Start

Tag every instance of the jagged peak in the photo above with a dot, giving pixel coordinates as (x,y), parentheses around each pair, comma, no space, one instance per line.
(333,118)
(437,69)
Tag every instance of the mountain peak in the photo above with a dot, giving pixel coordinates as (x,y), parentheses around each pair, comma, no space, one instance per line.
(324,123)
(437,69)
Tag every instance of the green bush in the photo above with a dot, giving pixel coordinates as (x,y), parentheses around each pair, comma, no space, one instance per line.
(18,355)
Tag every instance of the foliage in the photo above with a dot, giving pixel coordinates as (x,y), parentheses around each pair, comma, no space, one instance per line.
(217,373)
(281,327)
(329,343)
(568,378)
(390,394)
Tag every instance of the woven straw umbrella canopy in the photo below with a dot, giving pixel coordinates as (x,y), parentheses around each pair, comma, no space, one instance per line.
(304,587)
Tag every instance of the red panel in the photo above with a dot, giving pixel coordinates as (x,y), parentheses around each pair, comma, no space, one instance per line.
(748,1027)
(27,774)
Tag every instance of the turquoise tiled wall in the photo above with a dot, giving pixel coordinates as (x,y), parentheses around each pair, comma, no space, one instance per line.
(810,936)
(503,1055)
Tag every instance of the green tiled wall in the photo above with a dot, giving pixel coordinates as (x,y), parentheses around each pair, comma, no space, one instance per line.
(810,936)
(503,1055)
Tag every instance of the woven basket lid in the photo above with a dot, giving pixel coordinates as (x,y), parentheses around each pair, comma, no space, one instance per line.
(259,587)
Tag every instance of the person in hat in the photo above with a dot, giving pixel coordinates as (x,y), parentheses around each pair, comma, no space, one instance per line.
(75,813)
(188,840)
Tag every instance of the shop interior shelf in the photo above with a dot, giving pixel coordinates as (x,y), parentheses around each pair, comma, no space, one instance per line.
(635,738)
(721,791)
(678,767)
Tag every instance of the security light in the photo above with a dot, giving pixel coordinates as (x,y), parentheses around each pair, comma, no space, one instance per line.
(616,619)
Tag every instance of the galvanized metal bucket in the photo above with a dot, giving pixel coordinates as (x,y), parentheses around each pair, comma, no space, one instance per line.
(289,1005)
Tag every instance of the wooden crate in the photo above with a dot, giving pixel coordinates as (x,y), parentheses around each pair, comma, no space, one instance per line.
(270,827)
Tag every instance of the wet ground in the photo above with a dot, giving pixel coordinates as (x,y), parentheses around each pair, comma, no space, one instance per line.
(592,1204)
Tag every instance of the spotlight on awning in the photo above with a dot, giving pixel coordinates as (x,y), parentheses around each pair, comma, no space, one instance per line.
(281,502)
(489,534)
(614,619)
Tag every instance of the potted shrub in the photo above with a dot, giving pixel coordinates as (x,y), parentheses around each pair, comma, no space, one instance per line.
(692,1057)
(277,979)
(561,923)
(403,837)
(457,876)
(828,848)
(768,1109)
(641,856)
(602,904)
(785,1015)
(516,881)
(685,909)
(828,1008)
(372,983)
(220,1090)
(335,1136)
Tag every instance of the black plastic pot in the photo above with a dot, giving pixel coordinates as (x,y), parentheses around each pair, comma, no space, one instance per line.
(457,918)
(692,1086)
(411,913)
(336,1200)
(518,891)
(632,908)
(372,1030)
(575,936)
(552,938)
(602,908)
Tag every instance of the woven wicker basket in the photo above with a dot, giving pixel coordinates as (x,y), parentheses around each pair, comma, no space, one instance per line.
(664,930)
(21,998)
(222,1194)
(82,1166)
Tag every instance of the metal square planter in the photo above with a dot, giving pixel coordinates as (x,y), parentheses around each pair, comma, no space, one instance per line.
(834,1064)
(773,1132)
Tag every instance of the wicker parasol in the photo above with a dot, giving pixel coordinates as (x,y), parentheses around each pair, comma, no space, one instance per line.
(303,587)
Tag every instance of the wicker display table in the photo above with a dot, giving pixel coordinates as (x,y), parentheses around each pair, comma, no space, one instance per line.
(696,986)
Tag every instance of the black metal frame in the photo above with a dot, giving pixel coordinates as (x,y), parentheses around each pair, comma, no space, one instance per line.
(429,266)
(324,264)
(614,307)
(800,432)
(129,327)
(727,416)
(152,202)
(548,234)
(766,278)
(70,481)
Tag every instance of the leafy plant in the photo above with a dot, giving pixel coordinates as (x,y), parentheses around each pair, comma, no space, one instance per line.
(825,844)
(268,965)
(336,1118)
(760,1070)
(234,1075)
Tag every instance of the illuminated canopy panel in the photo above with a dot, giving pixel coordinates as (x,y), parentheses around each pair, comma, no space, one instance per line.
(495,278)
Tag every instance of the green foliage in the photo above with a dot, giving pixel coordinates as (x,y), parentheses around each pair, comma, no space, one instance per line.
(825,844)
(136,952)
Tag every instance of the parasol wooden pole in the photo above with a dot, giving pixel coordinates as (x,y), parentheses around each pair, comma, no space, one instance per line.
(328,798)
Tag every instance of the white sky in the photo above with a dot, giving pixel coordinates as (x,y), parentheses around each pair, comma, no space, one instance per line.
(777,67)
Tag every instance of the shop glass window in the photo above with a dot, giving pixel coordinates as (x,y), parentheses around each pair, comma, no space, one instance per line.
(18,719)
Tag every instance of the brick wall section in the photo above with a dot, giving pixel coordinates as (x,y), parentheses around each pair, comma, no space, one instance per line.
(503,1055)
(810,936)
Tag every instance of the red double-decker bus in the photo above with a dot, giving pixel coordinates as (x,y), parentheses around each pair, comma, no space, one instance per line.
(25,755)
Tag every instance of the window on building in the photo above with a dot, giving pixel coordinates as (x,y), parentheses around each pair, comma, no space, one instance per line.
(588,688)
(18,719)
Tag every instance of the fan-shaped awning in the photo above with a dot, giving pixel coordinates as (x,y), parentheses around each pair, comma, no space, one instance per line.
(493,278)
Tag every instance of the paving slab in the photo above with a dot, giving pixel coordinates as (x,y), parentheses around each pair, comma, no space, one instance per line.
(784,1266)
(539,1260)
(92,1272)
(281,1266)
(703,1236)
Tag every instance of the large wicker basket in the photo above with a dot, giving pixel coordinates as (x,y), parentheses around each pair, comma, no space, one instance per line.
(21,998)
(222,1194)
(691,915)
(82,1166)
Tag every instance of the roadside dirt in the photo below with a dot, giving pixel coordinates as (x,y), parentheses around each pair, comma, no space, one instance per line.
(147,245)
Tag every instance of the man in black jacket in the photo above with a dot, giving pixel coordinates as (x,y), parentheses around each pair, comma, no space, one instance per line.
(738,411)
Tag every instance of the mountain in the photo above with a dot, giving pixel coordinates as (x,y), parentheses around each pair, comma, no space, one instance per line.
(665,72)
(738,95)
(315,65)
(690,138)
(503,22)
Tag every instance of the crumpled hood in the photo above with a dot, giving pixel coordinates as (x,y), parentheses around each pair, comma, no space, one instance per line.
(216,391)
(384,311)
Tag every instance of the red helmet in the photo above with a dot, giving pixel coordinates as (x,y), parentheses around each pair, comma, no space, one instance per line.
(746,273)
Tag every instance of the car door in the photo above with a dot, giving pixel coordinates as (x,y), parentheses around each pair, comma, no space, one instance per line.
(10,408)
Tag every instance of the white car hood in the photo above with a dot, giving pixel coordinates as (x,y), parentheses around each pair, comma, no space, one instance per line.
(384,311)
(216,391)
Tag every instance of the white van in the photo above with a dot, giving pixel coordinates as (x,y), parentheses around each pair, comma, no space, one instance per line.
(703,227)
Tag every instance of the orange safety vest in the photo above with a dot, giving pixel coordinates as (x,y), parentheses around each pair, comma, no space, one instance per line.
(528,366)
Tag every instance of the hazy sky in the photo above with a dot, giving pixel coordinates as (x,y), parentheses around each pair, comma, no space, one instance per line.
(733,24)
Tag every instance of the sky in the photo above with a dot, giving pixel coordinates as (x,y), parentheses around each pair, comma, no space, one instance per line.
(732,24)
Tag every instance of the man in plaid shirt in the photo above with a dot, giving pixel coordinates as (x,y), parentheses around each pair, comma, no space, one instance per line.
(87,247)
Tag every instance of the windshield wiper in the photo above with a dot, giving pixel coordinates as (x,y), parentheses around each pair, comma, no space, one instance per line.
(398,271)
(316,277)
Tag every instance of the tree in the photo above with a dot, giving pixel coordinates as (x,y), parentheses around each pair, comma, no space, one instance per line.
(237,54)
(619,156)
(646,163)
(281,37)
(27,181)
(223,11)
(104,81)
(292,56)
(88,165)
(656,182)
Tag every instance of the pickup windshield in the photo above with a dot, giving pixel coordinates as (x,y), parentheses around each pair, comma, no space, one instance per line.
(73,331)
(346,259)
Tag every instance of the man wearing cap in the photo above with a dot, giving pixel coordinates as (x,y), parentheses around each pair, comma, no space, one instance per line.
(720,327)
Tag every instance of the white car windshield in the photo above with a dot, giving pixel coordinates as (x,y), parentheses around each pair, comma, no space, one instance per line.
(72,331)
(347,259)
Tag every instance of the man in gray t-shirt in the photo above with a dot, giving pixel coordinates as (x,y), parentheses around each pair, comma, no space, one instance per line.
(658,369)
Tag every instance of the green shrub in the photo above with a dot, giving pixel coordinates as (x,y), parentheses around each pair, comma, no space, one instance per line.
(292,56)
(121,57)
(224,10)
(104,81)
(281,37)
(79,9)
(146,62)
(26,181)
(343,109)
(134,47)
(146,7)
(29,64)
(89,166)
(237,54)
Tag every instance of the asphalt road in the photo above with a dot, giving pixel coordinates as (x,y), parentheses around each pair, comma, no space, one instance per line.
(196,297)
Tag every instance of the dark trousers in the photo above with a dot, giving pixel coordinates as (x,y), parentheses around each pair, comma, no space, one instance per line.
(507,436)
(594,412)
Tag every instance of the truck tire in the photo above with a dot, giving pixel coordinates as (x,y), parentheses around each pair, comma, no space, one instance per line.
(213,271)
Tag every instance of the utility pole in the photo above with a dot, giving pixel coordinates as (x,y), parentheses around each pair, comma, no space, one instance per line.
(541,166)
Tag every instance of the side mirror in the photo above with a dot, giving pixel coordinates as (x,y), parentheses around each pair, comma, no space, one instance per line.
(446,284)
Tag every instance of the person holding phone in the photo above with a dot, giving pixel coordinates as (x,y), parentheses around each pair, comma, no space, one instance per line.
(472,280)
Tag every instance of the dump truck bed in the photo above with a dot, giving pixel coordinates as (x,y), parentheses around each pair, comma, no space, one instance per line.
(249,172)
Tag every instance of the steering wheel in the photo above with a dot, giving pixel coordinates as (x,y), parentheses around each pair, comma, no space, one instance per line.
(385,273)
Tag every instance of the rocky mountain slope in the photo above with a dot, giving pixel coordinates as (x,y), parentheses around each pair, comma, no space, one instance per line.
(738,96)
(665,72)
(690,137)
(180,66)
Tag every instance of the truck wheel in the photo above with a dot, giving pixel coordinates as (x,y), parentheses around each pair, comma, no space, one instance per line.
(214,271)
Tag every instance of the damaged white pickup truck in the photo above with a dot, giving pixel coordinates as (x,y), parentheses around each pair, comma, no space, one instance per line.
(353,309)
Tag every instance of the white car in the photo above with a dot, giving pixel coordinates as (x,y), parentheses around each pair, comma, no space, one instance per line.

End

**REQUEST**
Starting at the line with "Tag every instance of the truck wheel", copy every line up to and including the last one in the entries above.

**SOLUTION TO THIS EXERCISE**
Tag every instance of the truck wheel in the photo above with a dot, giving pixel coordinates as (x,y), parentheses around each pair, comma, no space, one instance per line.
(214,271)
Tag every instance of the damaged white pickup truck in the photo above with a dot, giving pixel coordinates as (x,y), parentheses around each pair, comma, no space, one instance per line.
(353,309)
Tag every instance of the white car in the photo above with a dot, giving pixel coordinates as (x,y), parentheses around each pair, comma, no space, one instance per line.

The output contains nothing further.